Extract to read.
begin
Put it up against the HTC One M8 and the Lumia 930 just doesn't look or feel quite so premium. I'm not saying it's poorly constructed, far from it fact, as it's still a robust and rather attractive device.
Compared to the Galaxy S5 and Xperia Z2 the Lumia 930 easily stands it ground and the sturdy build I've come to expect from Nokia ensures it feels like it's capable of taking a few knocks without smashing into a million pieces.
At 137 x 71 x 9.8mm the Nokia Lumia 930 is a little chunkier than its rivals, but to its credit it's not as tall thanks to some relatively slender bezels.
This means it still fits in the hand reasonably well and I didn't fear dropping the handset during my hands on time. I would have liked the edges to be a little more rounded as the blocky design isn't as comfortable as the gently sloping M8.
The compact body does means you can't remove the rear cover of the Lumia 930, so there's no option to swap out the battery.
Nokia has also passed on microSD support instead relying on 32GB of internal storage and 7GB of free Microsoft OneDrive cloud space. That should be more than enough for most users, but there's still a strong contingent who like the microSD option, myself included.
Another space saving tactic on the Lumia 930 is nanoSIM support, with the port located on the top of the handset. Instead of having to fumble around for a SIM tool or paperclip, Nokia has made access to the SIM port a lot easier with a little tab you just pull up.
It's a nice little feature, secure enough to give you peace of mind the SIM card tray won't just fall out of the handset, while also making it really easy for you to access it. I wish more smartphones were like this.
Nokia's other new arrivals, the Lumia 630 and Lumia 635, have also seen the navigation controls moved on screen, but for some reason the Lumia 930 still has them below the display.
It's a slightly odd move as I much prefer the on-screen offerings on the lower end devices as it makes a better package. That aside, they are still responsive to the touch and allow you to make the most of every last pixel on the 5-inch full HD display.
Down the right side of the Lumia 930 you'll find the now customary trio of physical buttons; volume, power/lock and camera shutter.
The volume and power/lock keys are easy to hit with one handed use, while the camera key is really only used when you're holding the Lumia 930 in landscape.
Fire up the Nokia Lumia 930 and you'll be greeted by the impressive 1920 x 1080 OLED display which is suitably bright with a high level of colour reproduction.
That screens means the Lumia 930 can go head to head with the 5.1-inch Galaxy S5, 5-inch One M8 and 5.2-inch Xperia Z2, although all of these cannot match the QHD display on the larger 5.5-inch LG G3.
Your first sign that Windows Phone 8.1 is onboard the Lumia 930 is the additional column of live tiles on the homescreen - up from two on Windows Phone 8 to three here.
You can now have three columns of tiles on any Windows Phone 8.1 device, but all bar the 930 allow you to switch between two or three.
For some reason Nokia hasn't deemed it necessary to allow the switch on the Lumia 930. That's not really an issue though as the large screen makes it all manageable.
end
Stored data.
begin
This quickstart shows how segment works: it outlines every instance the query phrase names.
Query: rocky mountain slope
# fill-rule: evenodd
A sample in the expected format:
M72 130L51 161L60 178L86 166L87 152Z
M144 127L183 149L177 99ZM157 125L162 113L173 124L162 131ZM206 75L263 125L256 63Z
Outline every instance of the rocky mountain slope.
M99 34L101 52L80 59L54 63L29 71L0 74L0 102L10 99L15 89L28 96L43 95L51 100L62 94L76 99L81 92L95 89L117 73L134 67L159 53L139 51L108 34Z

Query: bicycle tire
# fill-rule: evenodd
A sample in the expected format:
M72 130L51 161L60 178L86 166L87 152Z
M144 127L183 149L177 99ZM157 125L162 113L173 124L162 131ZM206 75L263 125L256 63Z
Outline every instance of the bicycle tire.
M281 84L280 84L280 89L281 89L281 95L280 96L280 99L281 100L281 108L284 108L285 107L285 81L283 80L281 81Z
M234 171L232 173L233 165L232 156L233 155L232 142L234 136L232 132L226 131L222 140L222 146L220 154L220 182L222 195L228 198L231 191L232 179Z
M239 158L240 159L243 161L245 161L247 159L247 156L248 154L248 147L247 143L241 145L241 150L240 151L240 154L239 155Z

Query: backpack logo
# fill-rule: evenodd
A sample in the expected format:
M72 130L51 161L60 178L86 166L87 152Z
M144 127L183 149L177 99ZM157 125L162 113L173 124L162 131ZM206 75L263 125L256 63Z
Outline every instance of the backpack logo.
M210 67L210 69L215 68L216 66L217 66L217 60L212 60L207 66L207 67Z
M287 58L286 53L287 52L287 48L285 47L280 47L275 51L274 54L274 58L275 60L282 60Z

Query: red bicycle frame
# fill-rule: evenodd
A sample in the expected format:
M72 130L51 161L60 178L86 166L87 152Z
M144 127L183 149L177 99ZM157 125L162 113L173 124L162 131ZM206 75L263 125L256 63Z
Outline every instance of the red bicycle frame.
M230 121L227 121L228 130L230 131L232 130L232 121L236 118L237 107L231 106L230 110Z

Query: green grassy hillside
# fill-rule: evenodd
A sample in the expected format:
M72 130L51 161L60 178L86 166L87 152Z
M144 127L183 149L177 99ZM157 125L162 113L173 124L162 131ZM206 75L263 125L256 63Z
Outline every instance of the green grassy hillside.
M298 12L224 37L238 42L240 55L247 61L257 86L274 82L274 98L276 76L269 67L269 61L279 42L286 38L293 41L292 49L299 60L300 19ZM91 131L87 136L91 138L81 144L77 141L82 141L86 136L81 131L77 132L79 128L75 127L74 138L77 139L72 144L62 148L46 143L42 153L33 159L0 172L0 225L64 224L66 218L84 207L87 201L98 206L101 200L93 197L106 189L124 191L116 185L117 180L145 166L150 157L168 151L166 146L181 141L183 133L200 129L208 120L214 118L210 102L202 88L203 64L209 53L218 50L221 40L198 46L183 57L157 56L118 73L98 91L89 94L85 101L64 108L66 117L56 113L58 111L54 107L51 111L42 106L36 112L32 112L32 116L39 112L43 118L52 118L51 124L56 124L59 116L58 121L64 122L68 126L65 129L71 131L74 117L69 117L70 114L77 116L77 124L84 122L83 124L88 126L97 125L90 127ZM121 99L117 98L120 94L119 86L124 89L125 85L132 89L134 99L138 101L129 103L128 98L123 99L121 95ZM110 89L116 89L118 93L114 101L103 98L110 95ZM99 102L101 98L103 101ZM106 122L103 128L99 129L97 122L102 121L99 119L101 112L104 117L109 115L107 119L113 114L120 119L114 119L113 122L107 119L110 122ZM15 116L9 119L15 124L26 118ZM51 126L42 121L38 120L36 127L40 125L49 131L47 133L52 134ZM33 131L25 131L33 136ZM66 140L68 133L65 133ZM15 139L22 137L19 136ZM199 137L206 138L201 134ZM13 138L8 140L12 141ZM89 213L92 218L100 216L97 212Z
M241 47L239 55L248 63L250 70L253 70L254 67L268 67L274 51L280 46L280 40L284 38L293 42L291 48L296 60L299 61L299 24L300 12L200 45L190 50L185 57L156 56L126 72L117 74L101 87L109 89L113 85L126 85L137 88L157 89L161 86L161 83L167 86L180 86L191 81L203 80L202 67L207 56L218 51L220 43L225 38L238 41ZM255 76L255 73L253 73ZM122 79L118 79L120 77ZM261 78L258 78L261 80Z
end
Set task.
Restate the passage of the Lumia 930 review that opens with the words containing "That screens means" and closes with "5.5-inch LG G3.", swapping "head to head" for "side by side".

Answer to the exercise.
That screens means the Lumia 930 can go side by side with the 5.1-inch Galaxy S5, 5-inch One M8 and 5.2-inch Xperia Z2, although all of these cannot match the QHD display on the larger 5.5-inch LG G3.